Output every entry below exactly as it is written.

* _DATA SHOWN_

[Start of Attachment]

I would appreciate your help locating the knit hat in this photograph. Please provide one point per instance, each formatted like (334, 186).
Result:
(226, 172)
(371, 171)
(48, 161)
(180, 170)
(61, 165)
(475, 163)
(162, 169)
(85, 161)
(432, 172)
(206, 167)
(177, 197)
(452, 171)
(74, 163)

[End of Attachment]

* _OUTPUT FOR THIS TASK_
I would appreciate your help locating the knit hat in this photograph. Please provide one point per instance, each formatted like (334, 186).
Result:
(226, 172)
(371, 171)
(48, 161)
(180, 170)
(61, 165)
(475, 163)
(162, 169)
(85, 161)
(432, 172)
(206, 167)
(177, 197)
(452, 171)
(74, 163)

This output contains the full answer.